== Required task ==
From the data below, copy out each line that includes the string "blue".

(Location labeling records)
►

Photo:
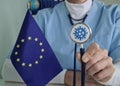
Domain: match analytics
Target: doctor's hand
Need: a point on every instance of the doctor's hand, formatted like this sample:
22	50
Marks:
98	64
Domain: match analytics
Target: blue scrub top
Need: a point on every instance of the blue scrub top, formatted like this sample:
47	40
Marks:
103	20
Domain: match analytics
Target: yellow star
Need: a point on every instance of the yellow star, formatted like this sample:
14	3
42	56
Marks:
41	57
29	38
16	53
36	62
42	50
36	39
23	64
18	46
30	65
22	40
18	59
40	43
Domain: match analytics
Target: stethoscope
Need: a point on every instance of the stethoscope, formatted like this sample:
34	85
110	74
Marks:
80	34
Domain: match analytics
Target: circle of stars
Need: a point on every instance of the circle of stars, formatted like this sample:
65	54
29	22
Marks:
23	64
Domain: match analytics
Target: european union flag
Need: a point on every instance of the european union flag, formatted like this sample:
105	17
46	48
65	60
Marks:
32	56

◄

== Finished answer ==
Target: blue scrub top
Need: a point on every instance of the blue scrub top, formatted like this sample:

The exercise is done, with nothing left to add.